Task item: Retype the stretch from "The eruption has" through "of the eruption." in the passage on the 2015 Hunga Tonga-Hunga Ha'apai eruption, keeping every word and punctuation mark unchanged.

Document section:
· · · ·

Hunga Tonga-Hunga Ha’apai 2015 eruption
Stories about volcanoes are always a crowd pleaser, no more so than the growth of a new volcanic island, something that is not witnessed every day, but is relatively common. Recently, many of the UK media outlets have been running stories about the growth of the new island volcano Hunga Tonga-Hunga Ha’apai, in the Pacific, such as The Mail and the BBC. However, the coverage is rarely based on science, and presents mainly photos, eye witness reports and information on diameters of the new edifice. This is valuable information for scientists, but currently, no in-depth scientific reports on the eruption are publically available.
The eruption has attracted a lot of media interest in the UK in early March, in BBC reports and some national newspapers. These were several weeks after the eruption ceased and the disruption of international and local air travel in the region. The story seemed to break in the UK only once sightseers started to visit the island, not at the time when the Tongan Government were actively reporting on it and issuing photos of the eruption.
The media have been reporting comments from several people who ventured (not to be recommended) onto the island. The sightseers have commented on how “hot” the surface was, which is not really surprising, as the magma (molten rock) which built this new island would most likely have been 900-1200 °C at the time of the eruption (although no scientific data is available to confirm this). It takes time for the rock to cool down to atmospheric temperature, especially when forming an island like structure, insulating the underlying material from the sea and atmosphere and trapping the heat.

· · · ·

(Dataset entries)
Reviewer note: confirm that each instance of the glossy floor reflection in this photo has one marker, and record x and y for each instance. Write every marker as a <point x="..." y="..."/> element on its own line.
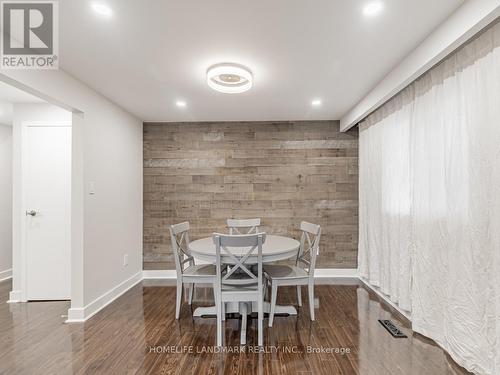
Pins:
<point x="137" y="334"/>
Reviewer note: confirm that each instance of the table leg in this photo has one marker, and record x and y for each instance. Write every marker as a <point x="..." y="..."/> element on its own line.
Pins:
<point x="244" y="317"/>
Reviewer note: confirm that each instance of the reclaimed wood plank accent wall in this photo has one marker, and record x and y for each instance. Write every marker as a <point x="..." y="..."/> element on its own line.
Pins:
<point x="282" y="172"/>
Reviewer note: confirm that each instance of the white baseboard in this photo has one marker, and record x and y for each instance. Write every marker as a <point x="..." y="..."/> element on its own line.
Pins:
<point x="386" y="299"/>
<point x="335" y="272"/>
<point x="6" y="275"/>
<point x="15" y="296"/>
<point x="159" y="274"/>
<point x="78" y="315"/>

· · · ·

The answer:
The eruption has attracted a lot of media interest in the UK in early March, in BBC reports and some national newspapers. These were several weeks after the eruption ceased and the disruption of international and local air travel in the region. The story seemed to break in the UK only once sightseers started to visit the island, not at the time when the Tongan Government were actively reporting on it and issuing photos of the eruption.